▶ **Work to complete**
In the entries below, find the line containing "Then for every". Write out that line and all lines after it, exactly, and nothing else.

Source information START

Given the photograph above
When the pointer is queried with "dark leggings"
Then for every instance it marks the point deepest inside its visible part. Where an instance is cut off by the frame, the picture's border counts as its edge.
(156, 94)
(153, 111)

Source information END

▶ **Completed exercise**
Then for every instance it marks the point deepest inside its visible part. Where an instance is cut off by the frame, the picture's border counts as its edge.
(156, 94)
(153, 111)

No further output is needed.